----- ARTICLE

432. Enforcing Stability in Capacitated Facility Location Problem with Ordinal Customer Preferences.
Invited abstract in session MB-48: Advances in Location Analysis, stream Locational Analysis.
Monday, 10:30-12:00Room: Parkinson B09
Authors (first author is the speaker)
| 1. | Adam Dunajski
|
| School of Mathematics, University of Edinburgh | |
| 2. | Sergio GarcĂa Quiles
|
| School of Mathematics, University of Edinburgh | |
| 3. | Akshay Gupte
|
| School of Mathematics, University of Edinburgh |
Abstract
Classically in facility location problems both the choice of location and the customer allocation is completed by a central decision maker, and customers cannot choose amongst the open facilities. However, customer preferences may not align with those of the decision maker. Here customers can act as strategic agents and deviate from a proposed allocation. Such freedom of choice is present, for example, in school choice in the UK. Here parents have a right to express preferences over state schools, and all schools (except grammar schools) must offer a place to every child who has applied if they have space.
This work focuses on how known ordinal customer preferences can be incorporated into integer linear programming formulations for the capacitated facility location problem. We build on the work of Hanjoul and Peeters (1987) on the uncapacitated variant and subsequent work strengthening their proposed formulations.

----------

Translate this sentence from the abstract into Spanish: "However, customer preferences may not align with those of the decision maker." Work from the abstract alone.

----- DATA RECORDS

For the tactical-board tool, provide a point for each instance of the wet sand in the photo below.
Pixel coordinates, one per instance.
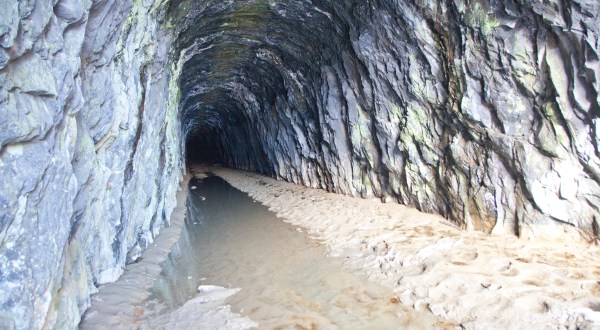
(121, 305)
(469, 279)
(286, 279)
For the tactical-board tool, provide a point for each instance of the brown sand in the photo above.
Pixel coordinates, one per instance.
(469, 279)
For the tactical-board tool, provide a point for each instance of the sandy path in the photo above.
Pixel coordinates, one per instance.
(470, 279)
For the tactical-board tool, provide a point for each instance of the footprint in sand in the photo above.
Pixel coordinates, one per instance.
(464, 257)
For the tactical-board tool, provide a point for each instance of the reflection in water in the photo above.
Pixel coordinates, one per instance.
(286, 280)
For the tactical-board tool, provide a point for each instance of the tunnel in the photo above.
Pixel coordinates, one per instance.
(483, 112)
(369, 99)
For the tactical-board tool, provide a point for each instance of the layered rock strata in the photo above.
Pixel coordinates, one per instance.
(485, 112)
(89, 150)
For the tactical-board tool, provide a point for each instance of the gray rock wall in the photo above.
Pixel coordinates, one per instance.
(89, 150)
(483, 111)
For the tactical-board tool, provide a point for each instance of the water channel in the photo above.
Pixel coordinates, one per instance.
(286, 279)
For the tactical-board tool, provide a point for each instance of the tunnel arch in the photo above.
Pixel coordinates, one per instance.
(390, 99)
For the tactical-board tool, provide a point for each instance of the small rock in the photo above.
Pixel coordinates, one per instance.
(491, 287)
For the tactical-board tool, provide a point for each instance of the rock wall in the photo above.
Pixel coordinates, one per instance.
(486, 112)
(89, 150)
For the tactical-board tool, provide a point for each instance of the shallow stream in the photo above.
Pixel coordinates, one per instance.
(286, 279)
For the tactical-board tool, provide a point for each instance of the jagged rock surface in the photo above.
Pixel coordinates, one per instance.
(483, 111)
(89, 150)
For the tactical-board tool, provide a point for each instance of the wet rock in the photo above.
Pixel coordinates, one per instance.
(484, 112)
(89, 150)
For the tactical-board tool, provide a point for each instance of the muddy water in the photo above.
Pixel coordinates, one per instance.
(286, 279)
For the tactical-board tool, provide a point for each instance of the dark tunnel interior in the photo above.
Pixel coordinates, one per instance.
(408, 101)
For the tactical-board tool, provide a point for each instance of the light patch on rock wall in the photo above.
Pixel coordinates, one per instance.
(89, 150)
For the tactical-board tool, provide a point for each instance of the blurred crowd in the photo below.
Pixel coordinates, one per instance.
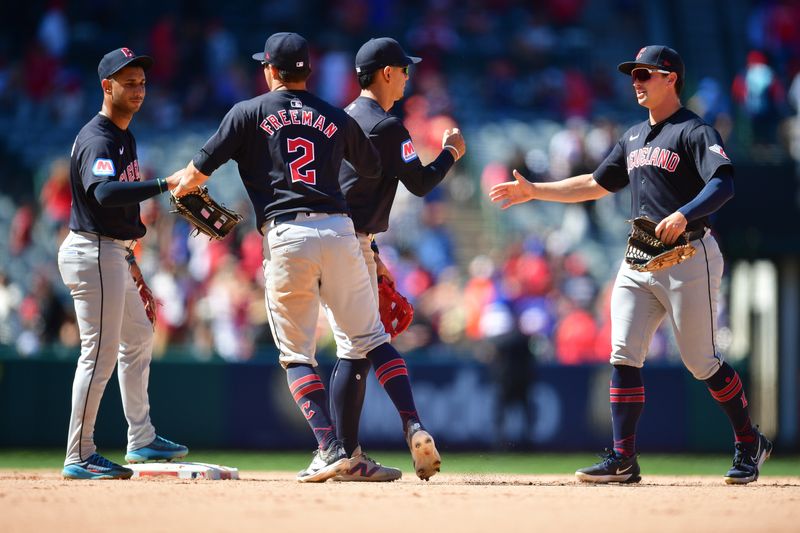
(516, 76)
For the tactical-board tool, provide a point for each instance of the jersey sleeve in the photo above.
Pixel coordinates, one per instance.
(99, 163)
(708, 152)
(399, 158)
(224, 144)
(360, 152)
(612, 174)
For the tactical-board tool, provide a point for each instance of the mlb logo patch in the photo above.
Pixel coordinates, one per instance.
(717, 149)
(407, 151)
(103, 167)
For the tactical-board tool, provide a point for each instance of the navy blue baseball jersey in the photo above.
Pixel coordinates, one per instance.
(103, 152)
(666, 164)
(289, 146)
(370, 201)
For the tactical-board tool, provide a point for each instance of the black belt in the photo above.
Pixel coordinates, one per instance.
(694, 235)
(291, 217)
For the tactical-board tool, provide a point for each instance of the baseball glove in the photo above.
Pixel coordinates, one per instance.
(396, 312)
(205, 214)
(647, 253)
(145, 293)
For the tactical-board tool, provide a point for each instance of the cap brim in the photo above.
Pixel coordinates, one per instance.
(628, 66)
(140, 61)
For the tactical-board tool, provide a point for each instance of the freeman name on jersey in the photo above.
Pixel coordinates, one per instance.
(654, 156)
(273, 123)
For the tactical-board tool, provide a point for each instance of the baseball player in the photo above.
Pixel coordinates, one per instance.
(382, 67)
(679, 175)
(97, 265)
(289, 146)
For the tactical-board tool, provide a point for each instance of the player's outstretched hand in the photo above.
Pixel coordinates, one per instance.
(453, 141)
(672, 227)
(174, 180)
(382, 271)
(512, 192)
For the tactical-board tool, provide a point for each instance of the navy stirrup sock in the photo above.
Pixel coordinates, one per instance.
(726, 387)
(392, 374)
(347, 390)
(308, 392)
(626, 393)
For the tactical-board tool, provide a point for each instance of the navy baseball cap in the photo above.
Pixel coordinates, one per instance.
(287, 51)
(382, 52)
(657, 56)
(116, 60)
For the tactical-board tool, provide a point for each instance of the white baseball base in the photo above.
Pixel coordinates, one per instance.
(183, 471)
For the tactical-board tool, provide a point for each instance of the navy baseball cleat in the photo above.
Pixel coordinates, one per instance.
(363, 468)
(160, 449)
(747, 460)
(96, 467)
(325, 464)
(614, 468)
(424, 455)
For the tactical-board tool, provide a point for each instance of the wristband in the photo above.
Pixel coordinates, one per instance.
(458, 154)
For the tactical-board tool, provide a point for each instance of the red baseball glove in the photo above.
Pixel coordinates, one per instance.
(396, 312)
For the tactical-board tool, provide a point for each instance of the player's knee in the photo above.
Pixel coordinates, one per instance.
(703, 369)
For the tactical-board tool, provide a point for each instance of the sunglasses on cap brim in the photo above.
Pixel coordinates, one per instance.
(644, 74)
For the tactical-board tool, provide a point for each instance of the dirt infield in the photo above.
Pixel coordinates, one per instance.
(40, 500)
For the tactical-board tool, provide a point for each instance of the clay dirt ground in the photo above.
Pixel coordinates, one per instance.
(40, 501)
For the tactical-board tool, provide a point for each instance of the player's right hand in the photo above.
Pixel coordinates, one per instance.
(453, 139)
(512, 192)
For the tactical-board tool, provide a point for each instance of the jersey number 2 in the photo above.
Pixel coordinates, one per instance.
(297, 144)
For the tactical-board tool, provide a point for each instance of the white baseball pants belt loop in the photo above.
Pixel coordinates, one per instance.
(292, 217)
(129, 244)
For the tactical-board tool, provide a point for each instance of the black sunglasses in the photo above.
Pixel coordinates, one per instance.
(644, 74)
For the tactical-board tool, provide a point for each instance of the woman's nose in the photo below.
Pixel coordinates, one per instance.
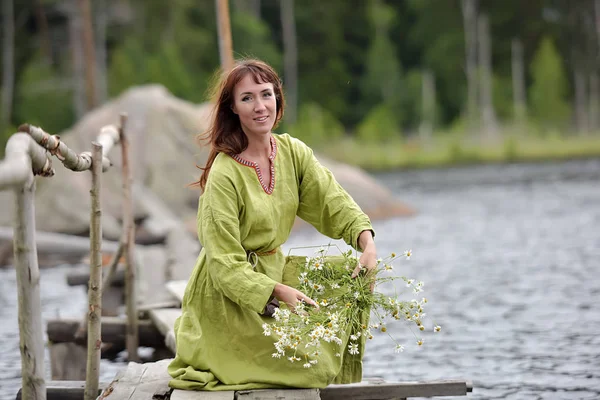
(259, 105)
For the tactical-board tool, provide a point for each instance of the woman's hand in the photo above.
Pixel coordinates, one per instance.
(368, 258)
(291, 296)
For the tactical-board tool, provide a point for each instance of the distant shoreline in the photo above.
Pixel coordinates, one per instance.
(447, 153)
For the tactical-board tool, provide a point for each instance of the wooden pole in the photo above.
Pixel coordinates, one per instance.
(94, 342)
(132, 339)
(518, 78)
(108, 137)
(31, 333)
(8, 64)
(488, 115)
(88, 52)
(290, 58)
(224, 32)
(469, 11)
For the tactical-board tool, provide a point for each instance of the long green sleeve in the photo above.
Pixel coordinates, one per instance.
(324, 203)
(226, 258)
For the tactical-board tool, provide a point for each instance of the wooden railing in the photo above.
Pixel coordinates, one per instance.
(29, 154)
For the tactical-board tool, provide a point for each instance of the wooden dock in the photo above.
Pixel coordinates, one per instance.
(149, 381)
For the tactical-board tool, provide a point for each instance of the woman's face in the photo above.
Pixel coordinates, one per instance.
(256, 106)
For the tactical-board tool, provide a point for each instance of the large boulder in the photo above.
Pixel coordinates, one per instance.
(164, 154)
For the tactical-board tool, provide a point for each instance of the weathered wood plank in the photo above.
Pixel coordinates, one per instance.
(279, 394)
(176, 288)
(200, 395)
(64, 390)
(164, 319)
(390, 390)
(140, 382)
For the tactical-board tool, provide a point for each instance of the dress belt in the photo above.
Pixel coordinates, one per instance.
(253, 256)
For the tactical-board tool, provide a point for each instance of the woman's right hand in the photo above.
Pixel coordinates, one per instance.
(291, 296)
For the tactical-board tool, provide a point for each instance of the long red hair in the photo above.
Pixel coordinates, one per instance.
(225, 134)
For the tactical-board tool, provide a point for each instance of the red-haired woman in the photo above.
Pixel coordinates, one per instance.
(254, 184)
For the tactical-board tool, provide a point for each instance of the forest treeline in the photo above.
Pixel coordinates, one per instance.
(376, 70)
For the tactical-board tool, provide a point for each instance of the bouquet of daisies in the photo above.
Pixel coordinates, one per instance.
(345, 305)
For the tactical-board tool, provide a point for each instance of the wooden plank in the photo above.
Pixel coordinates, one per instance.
(140, 382)
(176, 288)
(164, 319)
(389, 390)
(65, 390)
(201, 395)
(279, 394)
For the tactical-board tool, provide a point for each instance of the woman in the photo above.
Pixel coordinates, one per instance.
(254, 184)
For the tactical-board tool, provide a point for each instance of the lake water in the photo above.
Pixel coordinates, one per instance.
(510, 257)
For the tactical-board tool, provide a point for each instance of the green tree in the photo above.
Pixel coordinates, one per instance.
(41, 99)
(382, 83)
(252, 38)
(379, 125)
(548, 91)
(316, 126)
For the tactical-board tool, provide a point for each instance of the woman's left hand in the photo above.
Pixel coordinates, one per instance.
(367, 260)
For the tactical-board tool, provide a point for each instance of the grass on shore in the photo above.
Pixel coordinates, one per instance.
(451, 151)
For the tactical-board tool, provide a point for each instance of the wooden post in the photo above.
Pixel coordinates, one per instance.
(132, 338)
(24, 158)
(594, 102)
(224, 32)
(488, 115)
(94, 341)
(8, 64)
(518, 78)
(88, 52)
(427, 107)
(469, 11)
(290, 58)
(31, 341)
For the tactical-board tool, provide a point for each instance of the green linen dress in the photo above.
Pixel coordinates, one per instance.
(219, 336)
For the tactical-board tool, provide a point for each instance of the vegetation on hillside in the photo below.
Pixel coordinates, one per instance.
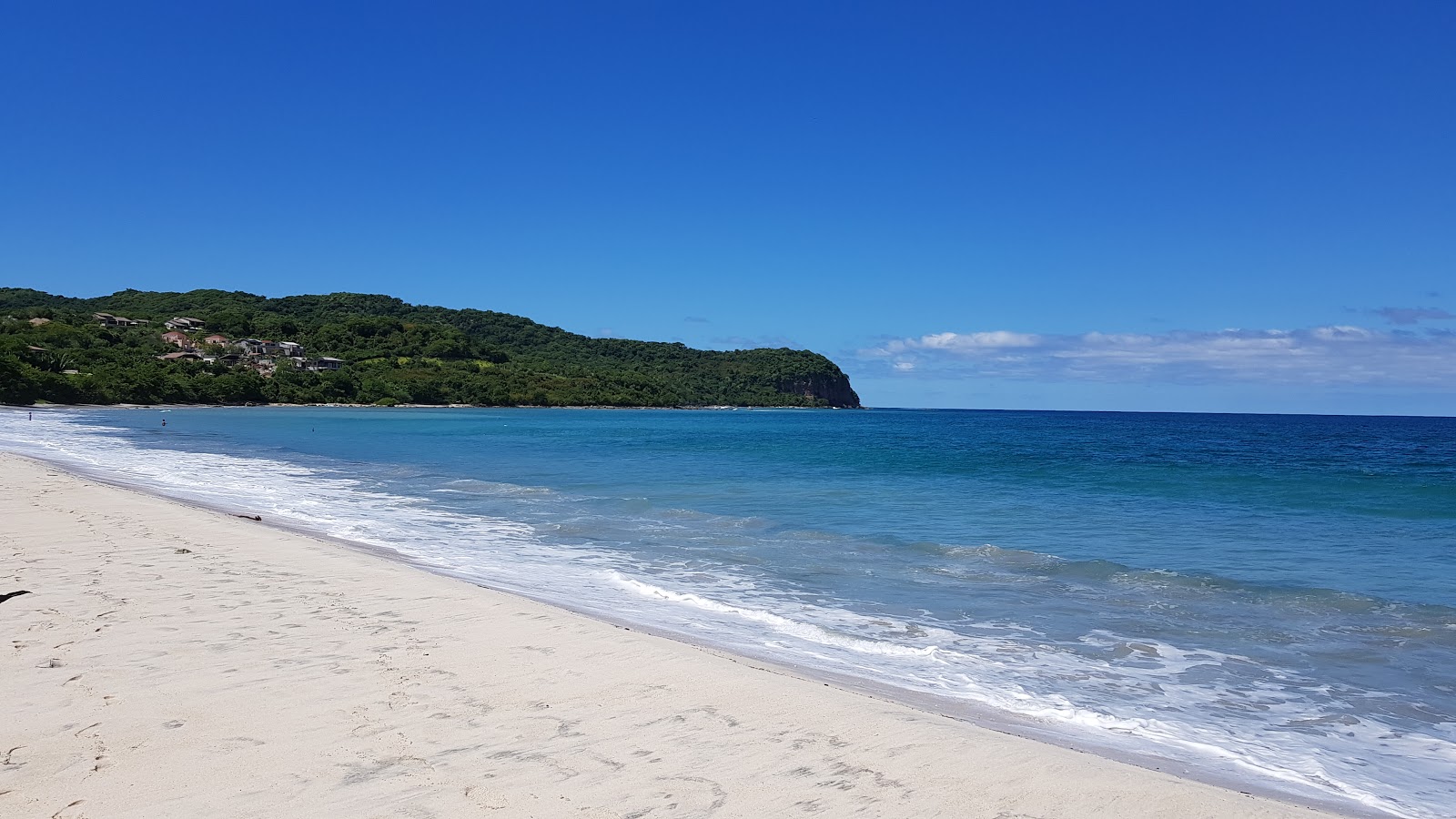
(392, 353)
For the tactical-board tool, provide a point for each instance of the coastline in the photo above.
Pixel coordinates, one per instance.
(769, 739)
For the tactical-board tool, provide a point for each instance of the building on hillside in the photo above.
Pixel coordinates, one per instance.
(106, 319)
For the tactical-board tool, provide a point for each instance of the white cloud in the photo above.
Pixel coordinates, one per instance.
(1339, 354)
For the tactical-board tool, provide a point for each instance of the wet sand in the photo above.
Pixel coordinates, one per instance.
(179, 662)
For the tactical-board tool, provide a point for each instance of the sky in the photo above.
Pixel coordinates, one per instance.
(1230, 207)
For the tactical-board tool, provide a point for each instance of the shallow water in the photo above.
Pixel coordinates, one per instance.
(1267, 596)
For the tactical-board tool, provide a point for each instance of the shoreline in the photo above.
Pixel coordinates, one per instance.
(979, 724)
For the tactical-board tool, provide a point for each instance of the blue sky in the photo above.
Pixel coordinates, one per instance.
(1072, 206)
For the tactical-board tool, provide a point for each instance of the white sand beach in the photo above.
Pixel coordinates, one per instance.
(178, 662)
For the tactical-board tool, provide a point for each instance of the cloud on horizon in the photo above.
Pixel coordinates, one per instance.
(1412, 315)
(1321, 356)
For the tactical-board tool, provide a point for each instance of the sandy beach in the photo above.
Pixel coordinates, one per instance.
(178, 662)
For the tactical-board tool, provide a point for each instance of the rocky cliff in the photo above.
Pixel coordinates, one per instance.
(834, 389)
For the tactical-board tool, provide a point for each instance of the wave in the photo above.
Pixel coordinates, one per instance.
(1238, 709)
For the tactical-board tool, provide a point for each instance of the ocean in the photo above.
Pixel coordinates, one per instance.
(1267, 601)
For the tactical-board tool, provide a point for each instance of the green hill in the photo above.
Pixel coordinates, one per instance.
(390, 351)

----------

_EXERCISE ANSWER_
Sin embargo, las preferencias de los clientes pueden no coincidir con las del responsable de la toma de decisiones.